▶ [WHAT YOU ARE ASKED TO DO]: Rewrite the records below, switching every "Query string" to "Search text" and leaving everything else unchanged.

──────── RAW RECORDS ────────

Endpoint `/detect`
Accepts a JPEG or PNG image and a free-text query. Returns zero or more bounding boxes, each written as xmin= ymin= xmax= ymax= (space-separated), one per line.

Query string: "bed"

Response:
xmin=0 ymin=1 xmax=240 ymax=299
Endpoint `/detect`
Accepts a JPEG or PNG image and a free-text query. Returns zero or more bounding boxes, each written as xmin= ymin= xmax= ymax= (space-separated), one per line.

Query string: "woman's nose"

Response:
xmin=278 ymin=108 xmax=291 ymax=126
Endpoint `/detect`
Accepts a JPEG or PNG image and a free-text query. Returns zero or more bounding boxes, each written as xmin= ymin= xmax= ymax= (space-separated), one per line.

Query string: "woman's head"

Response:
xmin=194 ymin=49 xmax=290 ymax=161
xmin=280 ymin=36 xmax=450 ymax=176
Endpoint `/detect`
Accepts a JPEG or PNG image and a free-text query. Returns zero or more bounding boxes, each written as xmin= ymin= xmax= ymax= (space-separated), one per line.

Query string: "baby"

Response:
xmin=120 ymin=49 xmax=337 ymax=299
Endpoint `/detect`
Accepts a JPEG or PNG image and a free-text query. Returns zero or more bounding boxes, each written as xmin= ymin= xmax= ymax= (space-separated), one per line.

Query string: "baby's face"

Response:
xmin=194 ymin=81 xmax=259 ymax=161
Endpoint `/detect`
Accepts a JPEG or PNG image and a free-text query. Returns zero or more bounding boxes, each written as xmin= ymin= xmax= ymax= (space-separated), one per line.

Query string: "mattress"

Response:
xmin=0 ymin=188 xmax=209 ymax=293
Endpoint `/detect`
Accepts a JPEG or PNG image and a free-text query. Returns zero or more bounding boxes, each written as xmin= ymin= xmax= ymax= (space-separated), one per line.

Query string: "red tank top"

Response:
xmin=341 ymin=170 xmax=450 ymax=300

────────

▶ [EXERCISE SOLUTION]:
Endpoint `/detect`
Accepts a JPEG or PNG image and a free-text query. Returns zero or more bounding boxes, each written as xmin= ymin= xmax= ymax= (space-separated), one per line.

Search text: "bed"

Response:
xmin=0 ymin=1 xmax=240 ymax=299
Endpoint `/detect`
Accepts a JPEG or PNG image and a free-text query. Returns zero or more bounding boxes, each written as xmin= ymin= xmax= ymax= (space-separated), one per line.

Search text: "woman's nose"

Response:
xmin=278 ymin=108 xmax=291 ymax=126
Endpoint `/detect`
Accepts a JPEG or PNG image and a free-text query. Returns zero or more bounding boxes, each written as xmin= ymin= xmax= ymax= (space-separated), one per line.

Search text: "woman's head"

Response:
xmin=194 ymin=49 xmax=290 ymax=161
xmin=280 ymin=36 xmax=450 ymax=176
Endpoint `/detect`
Accepts a JPEG or PNG image and a free-text query. Returns zero or more bounding boxes, each written as xmin= ymin= xmax= ymax= (space-separated), one per line.

Search text: "baby"

Response:
xmin=120 ymin=49 xmax=337 ymax=299
Endpoint `/detect`
Accepts a JPEG or PNG image and a free-text query. Returns zero or more bounding boxes, each written as xmin= ymin= xmax= ymax= (space-separated), one per line.

Search text: "baby's face"

Response:
xmin=194 ymin=81 xmax=259 ymax=161
Endpoint `/detect`
Accepts a JPEG or PNG image and a free-text query. Returns zero or more bounding boxes, each written as xmin= ymin= xmax= ymax= (space-separated), one per line.

Search text: "mattress"

Response:
xmin=0 ymin=188 xmax=209 ymax=293
Endpoint `/detect`
Accepts a JPEG or PNG image and a free-text query. Returns zero or more bounding boxes, each written as xmin= ymin= xmax= ymax= (space-separated), one per line.

Search text: "red tank top"

Response:
xmin=341 ymin=170 xmax=450 ymax=300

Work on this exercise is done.